- **Directions**
1/ Decide whether each statement agrees with the tea reviews below. For each, answer yes or no and quote the words from the reviews that settle it.
(a) The writer's roommate is a lemon lover.
(b) The writer calls the chai super spicy.
(c) The writer bought two ounces of the black tea from Phoenix Herb Co.
2/ Carry on the tea reviews below, starting after their last sentence.

- **Given passage**
>>>>
Know that I am resisting the urge to buy quantities more of this tea. Curse you expenses!
Thank you Phoenix tea so much! This Chai is frickin’ tasty. Then again, I dig the hell out of the ingredient combo. This is by no means super spicy, but instead, very creamy with a spicy edge to it. It takes a while to steep western, but the flavors come out nicely. The white tea is very apparent and provides the creamy feel and taste. Then you pair that with the lemon grass, citrus peel, and sweet cardamom and you get something close to lemon meringue, or at least I do in my pretentious imagination. The clove and pepper provides just the right kick of spice to keep it interesting.
The tea also served to ward off the plague going around. I was recovering, but so many people at my college and my placement school were carriers. I immediately finished this up in the morning, and my cough went away. I do not know if its placebo, but whatever it was, it worked.
I should also note that my roommate loved the shit out of it and he is a lemon lover. So lemon lovers, this is your tea and Phoenix Herb is a great company overall.
This is officially one of my favorite black teas. It’s like I do not need an Earl Grey again. I got some from Phoenix Herb Co. which is an awesome spice and herb seller, and they had this as an option. Got two ounces, and a part of me thinks I should have bought more of this than the Lapsang.
So I show it off to my hot beverage enthusiast teaching mentor, and I add to many leaves. I’d hope this tea would help his sickness as it did with mine, but the black tea gave off a really strong coffee note. Who knew that a Bai Lin could do that? The citrus florals were still phenomenal, but the black tea was a complex shift of too strong. I added significantly more water for my mentor hoping it would be better for him.
<<<<
- **Data excerpts**
>>>>
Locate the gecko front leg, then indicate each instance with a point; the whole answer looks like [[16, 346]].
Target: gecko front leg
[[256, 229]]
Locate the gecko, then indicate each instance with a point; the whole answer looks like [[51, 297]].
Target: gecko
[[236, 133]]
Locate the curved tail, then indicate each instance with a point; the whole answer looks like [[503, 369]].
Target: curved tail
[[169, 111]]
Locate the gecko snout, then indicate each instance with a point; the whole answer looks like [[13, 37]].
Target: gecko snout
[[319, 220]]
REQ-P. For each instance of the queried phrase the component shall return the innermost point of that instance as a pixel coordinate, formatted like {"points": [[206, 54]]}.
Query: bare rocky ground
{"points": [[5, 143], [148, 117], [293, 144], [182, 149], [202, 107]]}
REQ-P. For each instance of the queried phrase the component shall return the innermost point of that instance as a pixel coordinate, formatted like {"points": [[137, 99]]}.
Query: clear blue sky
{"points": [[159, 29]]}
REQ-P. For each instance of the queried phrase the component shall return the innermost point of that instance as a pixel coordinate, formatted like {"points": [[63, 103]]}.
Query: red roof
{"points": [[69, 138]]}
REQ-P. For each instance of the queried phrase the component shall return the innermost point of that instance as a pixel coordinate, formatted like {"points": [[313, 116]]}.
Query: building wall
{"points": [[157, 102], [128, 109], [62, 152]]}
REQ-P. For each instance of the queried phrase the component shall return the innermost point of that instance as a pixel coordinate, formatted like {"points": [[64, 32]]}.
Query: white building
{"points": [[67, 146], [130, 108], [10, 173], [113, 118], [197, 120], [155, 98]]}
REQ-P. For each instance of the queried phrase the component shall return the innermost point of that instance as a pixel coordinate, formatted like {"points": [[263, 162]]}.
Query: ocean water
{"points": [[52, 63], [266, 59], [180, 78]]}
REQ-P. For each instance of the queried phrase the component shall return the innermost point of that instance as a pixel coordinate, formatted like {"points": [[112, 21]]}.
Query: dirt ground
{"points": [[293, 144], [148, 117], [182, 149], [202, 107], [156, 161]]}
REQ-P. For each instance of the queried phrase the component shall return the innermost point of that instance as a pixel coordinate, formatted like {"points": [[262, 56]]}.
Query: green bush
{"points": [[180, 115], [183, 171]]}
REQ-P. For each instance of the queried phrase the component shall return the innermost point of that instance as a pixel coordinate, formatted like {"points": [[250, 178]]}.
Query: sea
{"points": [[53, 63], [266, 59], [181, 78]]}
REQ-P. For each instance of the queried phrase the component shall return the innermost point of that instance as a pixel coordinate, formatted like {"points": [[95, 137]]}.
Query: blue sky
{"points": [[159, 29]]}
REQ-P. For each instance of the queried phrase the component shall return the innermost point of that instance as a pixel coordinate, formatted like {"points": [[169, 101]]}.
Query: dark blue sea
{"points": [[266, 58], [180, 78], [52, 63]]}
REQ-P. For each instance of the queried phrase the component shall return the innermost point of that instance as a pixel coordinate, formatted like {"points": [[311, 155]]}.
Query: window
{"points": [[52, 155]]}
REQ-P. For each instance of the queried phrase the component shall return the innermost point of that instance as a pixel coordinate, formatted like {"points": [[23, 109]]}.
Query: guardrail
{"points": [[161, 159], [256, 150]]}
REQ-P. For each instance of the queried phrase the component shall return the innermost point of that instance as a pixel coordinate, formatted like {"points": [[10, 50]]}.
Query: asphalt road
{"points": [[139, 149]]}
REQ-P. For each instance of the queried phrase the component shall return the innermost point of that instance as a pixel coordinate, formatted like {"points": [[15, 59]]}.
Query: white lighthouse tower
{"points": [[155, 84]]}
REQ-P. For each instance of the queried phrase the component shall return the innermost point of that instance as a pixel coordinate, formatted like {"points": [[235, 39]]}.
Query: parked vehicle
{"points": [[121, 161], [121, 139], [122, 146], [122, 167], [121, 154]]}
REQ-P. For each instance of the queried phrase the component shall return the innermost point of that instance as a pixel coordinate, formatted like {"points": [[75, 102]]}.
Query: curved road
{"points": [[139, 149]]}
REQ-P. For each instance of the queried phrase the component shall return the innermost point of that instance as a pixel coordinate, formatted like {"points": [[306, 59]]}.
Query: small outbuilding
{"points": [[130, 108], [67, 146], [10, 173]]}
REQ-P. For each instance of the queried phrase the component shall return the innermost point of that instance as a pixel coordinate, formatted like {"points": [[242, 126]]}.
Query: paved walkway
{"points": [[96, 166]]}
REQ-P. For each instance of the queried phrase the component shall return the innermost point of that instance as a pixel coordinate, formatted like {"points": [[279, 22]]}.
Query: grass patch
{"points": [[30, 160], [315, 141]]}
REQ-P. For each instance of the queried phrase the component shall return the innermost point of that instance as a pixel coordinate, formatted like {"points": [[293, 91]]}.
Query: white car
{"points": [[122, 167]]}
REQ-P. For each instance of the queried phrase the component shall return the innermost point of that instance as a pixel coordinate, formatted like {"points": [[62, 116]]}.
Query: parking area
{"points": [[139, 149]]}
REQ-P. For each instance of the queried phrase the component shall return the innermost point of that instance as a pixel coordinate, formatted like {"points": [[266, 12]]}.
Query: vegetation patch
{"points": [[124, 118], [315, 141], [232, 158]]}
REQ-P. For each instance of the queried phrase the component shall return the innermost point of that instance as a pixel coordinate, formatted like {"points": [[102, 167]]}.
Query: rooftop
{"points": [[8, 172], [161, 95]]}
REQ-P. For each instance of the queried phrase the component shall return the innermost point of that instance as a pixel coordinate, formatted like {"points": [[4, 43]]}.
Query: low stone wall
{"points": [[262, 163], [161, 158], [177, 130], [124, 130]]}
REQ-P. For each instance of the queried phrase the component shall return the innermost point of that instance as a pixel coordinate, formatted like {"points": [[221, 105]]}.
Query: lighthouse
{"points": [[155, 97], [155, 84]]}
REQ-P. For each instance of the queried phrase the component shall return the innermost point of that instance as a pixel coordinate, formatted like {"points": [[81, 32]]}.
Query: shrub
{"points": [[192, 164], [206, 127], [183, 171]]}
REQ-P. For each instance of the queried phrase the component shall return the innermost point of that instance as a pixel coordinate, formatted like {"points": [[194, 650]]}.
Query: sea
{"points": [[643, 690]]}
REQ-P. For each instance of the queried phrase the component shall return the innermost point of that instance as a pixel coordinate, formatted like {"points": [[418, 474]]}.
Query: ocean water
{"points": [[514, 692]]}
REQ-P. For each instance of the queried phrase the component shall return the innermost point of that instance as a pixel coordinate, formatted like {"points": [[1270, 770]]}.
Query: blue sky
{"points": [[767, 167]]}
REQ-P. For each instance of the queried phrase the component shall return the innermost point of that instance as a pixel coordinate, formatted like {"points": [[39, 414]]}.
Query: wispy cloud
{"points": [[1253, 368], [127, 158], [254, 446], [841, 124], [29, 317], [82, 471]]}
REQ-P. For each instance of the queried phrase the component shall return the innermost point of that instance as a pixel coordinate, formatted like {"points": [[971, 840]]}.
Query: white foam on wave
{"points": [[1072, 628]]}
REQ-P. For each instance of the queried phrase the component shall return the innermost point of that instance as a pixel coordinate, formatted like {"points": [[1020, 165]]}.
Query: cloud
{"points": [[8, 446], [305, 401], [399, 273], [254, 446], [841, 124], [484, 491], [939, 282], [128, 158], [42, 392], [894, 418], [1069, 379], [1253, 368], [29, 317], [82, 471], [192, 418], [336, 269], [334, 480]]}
<<<<
- **Answers for each item**
1/
(a) Yes: "he is a lemon lover"
(b) No: "This is by no means super spicy"
(c) Yes: "Got two ounces"

2/
I admit this was a fail, but I also feel like I fail him. He’s been very patient with me and letting me take over class, but I’ve been having a hard time with classroom management as of lately. My posture has been closed off and it’s been a little difficult getting the kids attention. The real struggle is managing them with warm up games which my mentor can do with professional ease, whereas it gets awkward for me. There are a few students in my class that would prefer to read a book or do their assignments, and unfortunately, I was one of those students in middle school. I gotta fight that unconscious urge, and I gotta get used to doing new things like those new games. Anyway, I am so glad that my mentor does those games for mental and physical warm ups for his class, and I hope he enjoyed the rest of the tea that I brewed for him. If it doesn’t over-steep.
My dear friend gave a very generous portion of this tea. I’ve wanted to try it, but wow, this amount is insane.
Anyway, this tea works Gong Fu and I’ve yet to do it Western. It is a very dry tea-so dry that I remember this tea is literally made of twigs. ‘Autumn leaf pile’ is right and I get a very fall feel though it’s not bad now in winter. There is a little bit of a fruit quality that I associate with white in the background-lychee is close, maybe honey, but it’s buried beneath the leaves in taste. A bit smoky too. Yeah, it’s on the complex side.
I’m not sure if I like it or not though I thought I would. Maybe a few more tries might get me to change my mind. It’s dry overall.
After trying Shang’s Tangerine Blossom, I got hooked and had to go on a search for it and some Lapsang Souchong. Typing it up on the Google, the Tangerine Blossom showed up on their website, they were in the same city as Shang, and the tea had the exact description. This company had all the teas I was looking for and for slightly cheaper than Shang, so I decided to get a lot.
This one was balanced Lapsang. Smokey and thick like tree sap and pine resin, but sweet enough to stand on its own. Very easy to drink, but powerful. Just what I was looking for. Now to tuck in the little staple to the side.